BEGIN Raw records

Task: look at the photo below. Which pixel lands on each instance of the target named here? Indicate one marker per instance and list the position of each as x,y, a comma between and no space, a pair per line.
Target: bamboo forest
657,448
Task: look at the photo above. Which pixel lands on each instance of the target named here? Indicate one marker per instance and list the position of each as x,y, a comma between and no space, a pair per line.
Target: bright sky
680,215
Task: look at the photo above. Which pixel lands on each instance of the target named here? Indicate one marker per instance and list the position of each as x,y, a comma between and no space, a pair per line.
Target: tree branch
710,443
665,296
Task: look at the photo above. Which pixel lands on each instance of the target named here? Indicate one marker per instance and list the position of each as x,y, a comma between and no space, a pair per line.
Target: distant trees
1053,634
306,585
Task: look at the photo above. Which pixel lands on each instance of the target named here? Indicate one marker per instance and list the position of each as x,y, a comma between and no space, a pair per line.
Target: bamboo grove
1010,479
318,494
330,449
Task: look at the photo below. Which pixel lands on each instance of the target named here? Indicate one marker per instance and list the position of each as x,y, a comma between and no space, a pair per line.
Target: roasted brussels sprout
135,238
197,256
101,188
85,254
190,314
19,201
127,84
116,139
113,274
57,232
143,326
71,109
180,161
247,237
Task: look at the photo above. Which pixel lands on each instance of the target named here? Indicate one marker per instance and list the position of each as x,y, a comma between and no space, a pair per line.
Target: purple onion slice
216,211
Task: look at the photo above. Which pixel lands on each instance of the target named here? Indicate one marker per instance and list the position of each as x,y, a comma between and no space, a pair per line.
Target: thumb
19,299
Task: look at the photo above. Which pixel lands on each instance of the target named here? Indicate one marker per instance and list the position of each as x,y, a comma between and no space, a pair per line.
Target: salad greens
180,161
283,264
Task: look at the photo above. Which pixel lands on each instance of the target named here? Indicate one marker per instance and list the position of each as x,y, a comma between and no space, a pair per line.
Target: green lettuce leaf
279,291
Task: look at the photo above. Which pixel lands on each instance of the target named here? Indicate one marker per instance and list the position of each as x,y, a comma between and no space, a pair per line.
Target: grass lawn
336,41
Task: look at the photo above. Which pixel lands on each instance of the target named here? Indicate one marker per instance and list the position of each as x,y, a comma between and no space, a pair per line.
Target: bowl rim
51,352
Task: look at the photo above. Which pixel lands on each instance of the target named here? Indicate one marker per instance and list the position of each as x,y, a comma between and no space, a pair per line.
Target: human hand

END Raw records

Work to do:
From the entries above, copy out every line that contains the string "bamboo".

Result below:
Target: bamboo forest
Target: bamboo grove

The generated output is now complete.